Down to the final line, print each entry exactly.

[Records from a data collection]
○ ○ ○
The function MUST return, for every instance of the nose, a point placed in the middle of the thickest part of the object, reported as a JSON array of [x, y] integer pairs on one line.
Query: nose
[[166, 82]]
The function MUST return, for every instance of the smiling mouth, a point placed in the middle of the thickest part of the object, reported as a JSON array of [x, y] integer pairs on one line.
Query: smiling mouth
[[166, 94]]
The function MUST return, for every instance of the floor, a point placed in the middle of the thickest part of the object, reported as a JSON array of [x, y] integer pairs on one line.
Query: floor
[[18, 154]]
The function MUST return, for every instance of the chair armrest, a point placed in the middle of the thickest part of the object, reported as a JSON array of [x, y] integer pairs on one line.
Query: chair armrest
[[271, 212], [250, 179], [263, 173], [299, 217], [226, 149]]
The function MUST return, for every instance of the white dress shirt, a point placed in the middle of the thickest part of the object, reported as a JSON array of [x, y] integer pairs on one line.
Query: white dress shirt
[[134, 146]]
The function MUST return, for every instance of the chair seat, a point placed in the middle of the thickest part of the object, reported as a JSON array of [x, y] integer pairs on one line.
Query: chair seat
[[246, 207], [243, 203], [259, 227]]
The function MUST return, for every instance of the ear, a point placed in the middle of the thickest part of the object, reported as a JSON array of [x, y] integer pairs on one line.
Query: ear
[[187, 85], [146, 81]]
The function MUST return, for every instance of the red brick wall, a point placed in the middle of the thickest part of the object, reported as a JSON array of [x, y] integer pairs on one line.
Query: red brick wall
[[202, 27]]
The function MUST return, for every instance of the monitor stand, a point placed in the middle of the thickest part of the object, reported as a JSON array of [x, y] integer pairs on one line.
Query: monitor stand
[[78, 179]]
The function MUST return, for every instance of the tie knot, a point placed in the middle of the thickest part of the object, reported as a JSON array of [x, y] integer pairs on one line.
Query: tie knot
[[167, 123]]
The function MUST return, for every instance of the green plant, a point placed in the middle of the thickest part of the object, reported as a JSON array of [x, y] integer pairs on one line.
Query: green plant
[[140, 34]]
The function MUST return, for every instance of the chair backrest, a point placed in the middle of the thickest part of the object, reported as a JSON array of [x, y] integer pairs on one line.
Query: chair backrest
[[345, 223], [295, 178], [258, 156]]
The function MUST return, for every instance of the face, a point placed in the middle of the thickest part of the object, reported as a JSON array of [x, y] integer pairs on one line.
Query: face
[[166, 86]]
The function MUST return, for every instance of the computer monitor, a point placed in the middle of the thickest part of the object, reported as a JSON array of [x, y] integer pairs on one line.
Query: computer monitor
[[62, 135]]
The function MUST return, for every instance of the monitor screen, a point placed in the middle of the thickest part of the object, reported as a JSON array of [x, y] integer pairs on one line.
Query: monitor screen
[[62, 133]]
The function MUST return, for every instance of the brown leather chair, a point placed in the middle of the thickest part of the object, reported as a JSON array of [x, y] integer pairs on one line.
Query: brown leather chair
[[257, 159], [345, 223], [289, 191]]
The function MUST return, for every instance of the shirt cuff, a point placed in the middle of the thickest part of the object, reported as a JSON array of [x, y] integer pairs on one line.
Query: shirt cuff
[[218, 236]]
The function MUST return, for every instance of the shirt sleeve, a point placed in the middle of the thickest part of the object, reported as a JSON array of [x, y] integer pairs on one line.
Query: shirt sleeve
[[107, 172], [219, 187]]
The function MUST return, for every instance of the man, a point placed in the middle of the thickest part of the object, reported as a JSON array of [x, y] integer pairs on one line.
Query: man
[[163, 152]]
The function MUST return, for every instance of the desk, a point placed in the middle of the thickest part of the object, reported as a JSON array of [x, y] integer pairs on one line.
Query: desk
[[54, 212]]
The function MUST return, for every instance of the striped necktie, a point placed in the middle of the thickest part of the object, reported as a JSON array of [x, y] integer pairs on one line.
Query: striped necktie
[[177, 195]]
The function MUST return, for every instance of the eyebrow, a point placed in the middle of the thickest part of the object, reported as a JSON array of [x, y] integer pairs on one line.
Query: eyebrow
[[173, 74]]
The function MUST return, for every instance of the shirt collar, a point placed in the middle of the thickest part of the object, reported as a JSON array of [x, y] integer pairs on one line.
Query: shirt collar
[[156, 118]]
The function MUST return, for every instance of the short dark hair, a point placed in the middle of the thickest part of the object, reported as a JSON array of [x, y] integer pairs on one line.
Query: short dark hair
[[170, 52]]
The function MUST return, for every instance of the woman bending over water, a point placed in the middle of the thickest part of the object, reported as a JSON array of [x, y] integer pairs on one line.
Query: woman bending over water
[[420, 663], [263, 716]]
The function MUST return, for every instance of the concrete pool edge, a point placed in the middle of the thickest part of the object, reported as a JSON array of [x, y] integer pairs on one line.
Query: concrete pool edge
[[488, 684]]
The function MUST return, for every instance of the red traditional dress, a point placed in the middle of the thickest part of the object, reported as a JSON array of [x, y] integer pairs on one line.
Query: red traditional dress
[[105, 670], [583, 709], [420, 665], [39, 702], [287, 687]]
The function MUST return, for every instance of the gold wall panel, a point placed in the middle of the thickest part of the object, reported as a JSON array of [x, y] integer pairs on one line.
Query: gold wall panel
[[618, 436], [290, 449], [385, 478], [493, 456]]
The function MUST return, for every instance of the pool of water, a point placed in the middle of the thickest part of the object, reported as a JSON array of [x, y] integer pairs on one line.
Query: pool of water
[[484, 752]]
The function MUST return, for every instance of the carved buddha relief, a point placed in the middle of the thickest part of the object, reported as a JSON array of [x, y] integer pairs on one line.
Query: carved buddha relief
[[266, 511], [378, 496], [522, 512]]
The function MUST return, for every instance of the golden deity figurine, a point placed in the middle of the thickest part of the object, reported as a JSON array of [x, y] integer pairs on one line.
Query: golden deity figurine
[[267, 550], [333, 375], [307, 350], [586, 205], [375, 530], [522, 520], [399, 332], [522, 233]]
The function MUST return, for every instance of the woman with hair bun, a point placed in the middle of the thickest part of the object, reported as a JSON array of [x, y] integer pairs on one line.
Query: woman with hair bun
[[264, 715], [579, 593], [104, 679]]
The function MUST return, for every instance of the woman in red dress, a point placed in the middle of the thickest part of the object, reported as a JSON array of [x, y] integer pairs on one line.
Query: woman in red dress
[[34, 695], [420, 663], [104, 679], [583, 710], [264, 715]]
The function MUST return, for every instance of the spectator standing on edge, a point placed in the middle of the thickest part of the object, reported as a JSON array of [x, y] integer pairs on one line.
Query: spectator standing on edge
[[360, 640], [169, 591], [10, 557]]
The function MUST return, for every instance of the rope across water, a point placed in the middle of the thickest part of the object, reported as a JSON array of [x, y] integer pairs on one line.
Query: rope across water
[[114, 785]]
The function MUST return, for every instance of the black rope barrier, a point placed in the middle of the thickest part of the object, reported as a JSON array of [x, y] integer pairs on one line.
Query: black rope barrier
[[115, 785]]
○ ○ ○
- Task response
The function MUST return, for every instance of the nose, a point placed in the middle of the thickest part of the object, reported as a JSON array of [x, y] integer pairs on one line.
Query: nose
[[166, 82]]
The function MUST return, for every instance of the smiling mouth, a point placed in the middle of the thickest part of the object, reported as a JSON array of [x, y] integer pairs on one line.
Query: smiling mouth
[[166, 94]]
The function MUST return, for every instance of the floor, a point placed in the middle of the thickest part of the object, reported as a JSON array of [x, y] integer pairs on one line.
Query: floor
[[18, 154]]
The function MUST return, for every instance of the chair armrest, a point placed in the middle of the thickest part of the object, reported as a JSON array of [x, y] integer pairs on one line.
Query: chair armrest
[[271, 212], [250, 179], [263, 173], [299, 217], [226, 149]]
The function MUST return, for every instance of the white dress shirt, a point placed in the middle of the thickest part of the object, reported as a JSON array of [x, y] integer pairs on one line.
Query: white dress shirt
[[134, 146]]
The function MUST return, for every instance of the chair seat, a point placed in the middle of the thickest part of the object, reported as a JSON array of [x, y] integer pairs on one line.
Query: chair seat
[[246, 207], [243, 203], [259, 227]]
The function MUST return, for every instance of the ear, a point placed in the middle of the thickest part of the object, reported as a JSON array of [x, y] integer pairs on one line.
Query: ear
[[187, 85], [146, 81]]
The function MUST return, for every instance of the red brick wall, a point placed in the middle of the thickest part of the object, reported as a JSON array of [x, y] integer pairs on one line.
Query: red brick wall
[[202, 27]]
The function MUST return, for every instance of the monitor stand, a point placed in the middle of the thickest part of the object, reported as a JSON array of [x, y] integer pairs on one line.
Query: monitor stand
[[78, 179]]
The function MUST return, for every instance of the tie knot, a point placed in the middle of the thickest part of the object, reported as a JSON array of [x, y] integer pairs on one line.
Query: tie knot
[[167, 123]]
The function MUST return, for every instance of the green plant, a point placed in the middle of the thickest part of the object, reported as a JSON array of [x, y] integer pairs on one line.
Query: green plant
[[140, 34]]
The function MUST return, for every instance of the chair backrest, a point placed in the middle of the thickest part of the object, reported as a JSON array of [x, y] integer pairs on one line.
Query: chair backrest
[[345, 223], [295, 178], [258, 156]]
The function MUST return, for every instance of the face, a point placed in the middle of the thickest part of the object, reported as a JSON array of [x, y] integer pairs on one line.
Query: face
[[166, 86]]
The function MUST return, for every instance of the computer monitor, a point placed in the middle of the thickest part of the object, reported as a JSON array of [x, y] integer pairs on one line.
Query: computer monitor
[[62, 135]]
The function MUST return, for every instance of the monitor screen, a point placed in the middle of the thickest part of the object, reported as a JSON array of [x, y] integer pairs on one line.
Query: monitor screen
[[62, 133]]
The function MUST return, for every instance of the brown leather chair, a point placed in the middle of the thickest part of the object, reported as a JSON array of [x, y] integer pairs on one line.
Query: brown leather chair
[[257, 159], [345, 223], [289, 191]]
The function MUST return, for every instance of the shirt cuff, a point placed in the middle of the thickest part of the object, reported as a JSON array of [x, y] integer pairs on one line.
Query: shirt cuff
[[218, 236]]
The function MUST return, for every instance of the shirt sleeve, a point placed in the middle of the thickest part of the object, reported as a JSON array of [x, y] integer pairs on one line.
Query: shirt sleeve
[[107, 172], [219, 187]]
The function MUST return, for every instance of the man, a point placed in the middle of the thickest part of the object, reported as a JSON array of [x, y] integer pairs on one line.
Query: man
[[163, 152]]
The function MUST return, for every instance of the desk, a point placed in the middle of the thickest part of the object, reported as a JSON array of [x, y] integer pairs on one line.
Query: desk
[[54, 212]]
The function MUST return, for every instance of the striped necktie, a point placed in the middle of the thickest part of the object, reported as a JSON array of [x, y] integer pairs on one line.
Query: striped necktie
[[177, 195]]
The function MUST return, for every instance of the eyebrow, a point placed in the middle of the thickest part of the object, reported as a JSON array of [x, y] integer pairs on one line.
Query: eyebrow
[[173, 74]]
The function MUST return, for every instance of the shirt collar, a point placed in the middle of the thickest part of the object, reported as a JSON array of [x, y] integer pairs on one line.
Query: shirt collar
[[156, 118]]
The function MUST return, for every instance of the short dark hair, a point placed in the middle of the thickest part of the object, reported as a JSON array of [x, y] integer pairs on one line.
Query: short dark hair
[[170, 52]]
The function MUST return, for every instance of the woman bending over water, a point placed in the middle of the thickest part of the object, reported as a JSON array of [x, y] integer pairs on one line.
Query: woman bending over water
[[420, 663], [263, 716]]
The function MUST return, for every instance of the concrete pool edge, a point placed in the middle of the thickest part of the object, reported as a JSON array of [x, y] integer pairs on one line.
Query: concrete pool edge
[[488, 684]]
The function MUST return, for every instance of the red traditional dress, a point placed in the middle of the thickest part of the object, reported as a JSON array of [x, y] integer pairs on one line.
Query: red traditional dress
[[105, 670], [583, 709], [420, 665], [39, 702], [287, 687]]
The function MUST return, for every instance of the gold wall panel, a point placed in the middle of the thickest part of the object, reported as a JSON array of [x, y] integer pairs on one line.
Query: gold wall panel
[[618, 436], [290, 449], [385, 478], [493, 456]]
The function MUST return, for every instance of the pool of water, a point placed in the middle of the thickest part of the object, reported as a JSON array of [x, y] integer pairs on one line.
Query: pool of water
[[484, 752]]
The function MUST return, for every instance of the carved buddha relief, a point placed in the middle of the thickest part of the object, reported as a JSON array of [x, y] integer pairs on one line.
Query: carved buddha relief
[[266, 511], [378, 496], [522, 512]]
The function MUST return, for every instance of the golden deity figurine, a point placed in the middle of the thickest part of the object, reported as a JSON array of [x, y] integer pairs on one line.
Query: golden deity figurine
[[267, 550], [333, 375], [307, 350], [586, 205], [375, 530], [522, 520], [399, 332], [522, 233]]
The function MUST return, for every instance of the woman with hair bun, a point placed in the middle of the thickest part of the object, reported as a JSON array of [x, y] integer pairs on one line.
Query: woman with hair bun
[[264, 715], [579, 593], [104, 679]]
The function MUST return, for every instance of the woman in red dress, a point placed in the middle of the thickest part of the object, reported as a JSON array of [x, y] integer pairs on one line.
Query: woman in red dress
[[34, 695], [420, 663], [104, 679], [583, 710], [264, 715]]
The function MUST return, for every instance of the spectator standing on edge, a point placed in the middle of the thickest part of the object, reported as a JSON array of [x, y] integer pairs on one line.
Query: spectator standing on edge
[[360, 640], [169, 591], [10, 557]]
The function MUST return, for every instance of the rope across water, a point placed in the middle of the thickest part of the object, reported as a JSON array of [x, y] integer pairs on one line.
Query: rope across water
[[114, 785]]
The function MUST return, for every instance of the black rope barrier, a point placed in the middle of the thickest part of the object, reported as a JSON array of [x, y] integer pairs on one line.
Query: black rope barrier
[[115, 785]]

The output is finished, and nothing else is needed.